*What you need to do:*
Each entry should be repeated exactly. Its pictures should not be.

*Extracted entries:*
···

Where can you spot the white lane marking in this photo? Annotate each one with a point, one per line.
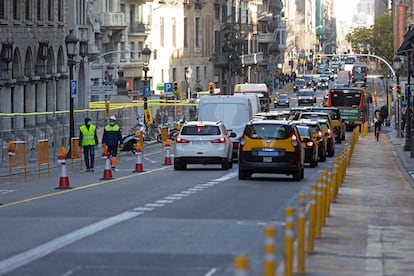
(38, 252)
(143, 209)
(47, 248)
(211, 272)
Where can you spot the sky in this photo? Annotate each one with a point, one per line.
(345, 10)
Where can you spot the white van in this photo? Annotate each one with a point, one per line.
(255, 100)
(233, 111)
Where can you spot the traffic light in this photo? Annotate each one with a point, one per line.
(211, 87)
(175, 88)
(398, 91)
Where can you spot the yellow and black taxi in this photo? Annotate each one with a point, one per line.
(318, 137)
(309, 144)
(271, 146)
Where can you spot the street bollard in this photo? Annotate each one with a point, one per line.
(318, 209)
(289, 230)
(301, 233)
(269, 265)
(322, 188)
(241, 265)
(312, 218)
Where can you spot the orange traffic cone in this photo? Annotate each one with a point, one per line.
(64, 179)
(108, 170)
(167, 159)
(138, 163)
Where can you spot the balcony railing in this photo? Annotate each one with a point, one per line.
(113, 20)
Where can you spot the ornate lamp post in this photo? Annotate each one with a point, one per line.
(71, 42)
(397, 66)
(146, 54)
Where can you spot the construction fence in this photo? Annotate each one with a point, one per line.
(54, 127)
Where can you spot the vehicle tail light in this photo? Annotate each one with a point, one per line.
(180, 140)
(220, 140)
(294, 140)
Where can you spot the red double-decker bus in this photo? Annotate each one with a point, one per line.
(353, 104)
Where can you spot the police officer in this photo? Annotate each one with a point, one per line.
(112, 137)
(88, 140)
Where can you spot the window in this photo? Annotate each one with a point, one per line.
(185, 32)
(39, 10)
(132, 49)
(50, 9)
(16, 10)
(28, 10)
(197, 31)
(2, 9)
(60, 10)
(162, 31)
(174, 31)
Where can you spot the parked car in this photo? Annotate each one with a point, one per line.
(306, 97)
(339, 127)
(282, 100)
(271, 146)
(299, 84)
(203, 142)
(309, 144)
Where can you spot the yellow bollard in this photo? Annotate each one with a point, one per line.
(289, 230)
(269, 265)
(312, 218)
(241, 265)
(301, 233)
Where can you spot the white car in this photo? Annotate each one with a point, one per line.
(203, 142)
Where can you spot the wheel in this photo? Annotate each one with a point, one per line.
(297, 175)
(178, 166)
(243, 174)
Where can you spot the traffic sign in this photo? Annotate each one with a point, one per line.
(103, 90)
(73, 88)
(168, 88)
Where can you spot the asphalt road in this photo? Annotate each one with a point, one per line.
(159, 222)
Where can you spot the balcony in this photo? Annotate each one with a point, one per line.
(113, 20)
(265, 38)
(253, 59)
(139, 29)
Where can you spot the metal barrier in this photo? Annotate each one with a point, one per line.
(43, 155)
(17, 157)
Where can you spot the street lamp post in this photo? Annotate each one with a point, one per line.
(397, 66)
(146, 54)
(71, 42)
(407, 145)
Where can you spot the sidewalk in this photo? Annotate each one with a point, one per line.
(370, 230)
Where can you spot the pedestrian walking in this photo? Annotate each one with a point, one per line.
(112, 138)
(88, 140)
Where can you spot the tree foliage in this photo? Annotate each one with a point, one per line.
(378, 37)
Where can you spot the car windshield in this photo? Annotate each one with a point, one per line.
(200, 130)
(267, 131)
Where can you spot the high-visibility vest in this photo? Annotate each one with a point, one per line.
(88, 135)
(112, 128)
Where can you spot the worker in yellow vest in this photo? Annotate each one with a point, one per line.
(88, 140)
(112, 137)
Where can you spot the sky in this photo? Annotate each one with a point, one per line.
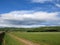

···

*Answer section:*
Where can you spot the white lane marking in this photo? Annotate each one with a point, one per line.
(38, 252)
(143, 209)
(47, 248)
(211, 272)
Where can you spot the sky in this photo? Annotate each one with a point, one per line.
(345, 10)
Where can you spot the white van in this photo? Annotate each one with a point, one per line.
(255, 100)
(233, 111)
Where can you spot the traffic light in this photo? Annotate each one with a point, one per line.
(211, 87)
(175, 88)
(398, 91)
Where can you spot the yellow and black taxi in this photo? Annotate each one with a point, one per line.
(318, 137)
(309, 144)
(271, 146)
Where can you spot the street bollard in this photo? Annotate each one with a point, one per line.
(318, 209)
(289, 230)
(301, 233)
(269, 265)
(322, 188)
(241, 265)
(312, 218)
Where can you spot the orange traffic cone in this photo? Annotate each one with a point, one per line.
(64, 179)
(108, 170)
(167, 159)
(138, 163)
Where can you spot the balcony railing in this photo? Annotate each one with a point, one per line.
(113, 20)
Where can you spot the ornate lamp post in this photo? Annotate each one with a point, one per line.
(71, 42)
(397, 66)
(146, 54)
Where can you spot the construction fence in this photo? Annotate each one with a point, one per line.
(54, 127)
Where can you spot the vehicle tail light in this photo? Annotate each one with a point, one per line.
(180, 140)
(220, 140)
(294, 140)
Where can you spot the red double-decker bus in this photo? Annotate each one with a point, one per line.
(353, 104)
Where can you spot the police officer in this photo? Annotate each one with a point, one per line.
(112, 137)
(88, 140)
Where can you spot the window in this photo? Annotate each one with a point, one per line.
(185, 32)
(39, 10)
(132, 49)
(50, 9)
(16, 10)
(28, 10)
(197, 31)
(2, 9)
(60, 10)
(162, 31)
(174, 31)
Where can you spot the parked car in this photo? Annotate each one with a point, one per line.
(306, 97)
(339, 127)
(282, 100)
(271, 146)
(299, 84)
(203, 142)
(309, 144)
Where can you spot the yellow bollard in this photo? Annotate each one with a point, one per line.
(289, 230)
(269, 265)
(312, 218)
(241, 265)
(301, 233)
Where can you spot the white car in this photo? Annotate each one with a point, one per line.
(203, 142)
Where can you spot the wheel in this photo? Annotate each one with a point, one per line.
(297, 175)
(178, 166)
(243, 174)
Where can you spot the traffic sign in this photo? Annotate each one with a point, one per line.
(103, 90)
(73, 88)
(168, 88)
Where can you spot the asphalt road in this photo? Annotate each one with a point, one per line.
(159, 222)
Where can you spot the balcony in this photo? Annotate each one with a point, one per line.
(113, 20)
(265, 38)
(253, 59)
(139, 29)
Where can you spot the metal barrier in this photo? Annotate each one with a point, one per line.
(43, 155)
(17, 157)
Where can you spot the street lamp post in this photo? Annotate each one with a point, one per line.
(397, 66)
(146, 54)
(71, 42)
(407, 145)
Where can you spot the sidewalk in this photo? Annotate each one with a point, one per line.
(370, 230)
Where can you spot the pedestrian walking in this photo? Annotate each one with a point, one per line.
(112, 138)
(88, 140)
Where can you spot the tree foliage in this photo? Annotate each one with a point, one per line.
(378, 37)
Where can you spot the car windshield in this photo? Annotate each one with a point, one per line.
(200, 130)
(267, 131)
Where can you spot the high-visibility vest in this photo? Annotate each one with a point, one per line.
(88, 135)
(112, 128)
Where can you spot the worker in yellow vest in this photo? Annotate each one with a point, one per line.
(88, 140)
(112, 137)
Where can you spot the sky in this photo? Annotate each one with a point, one per line.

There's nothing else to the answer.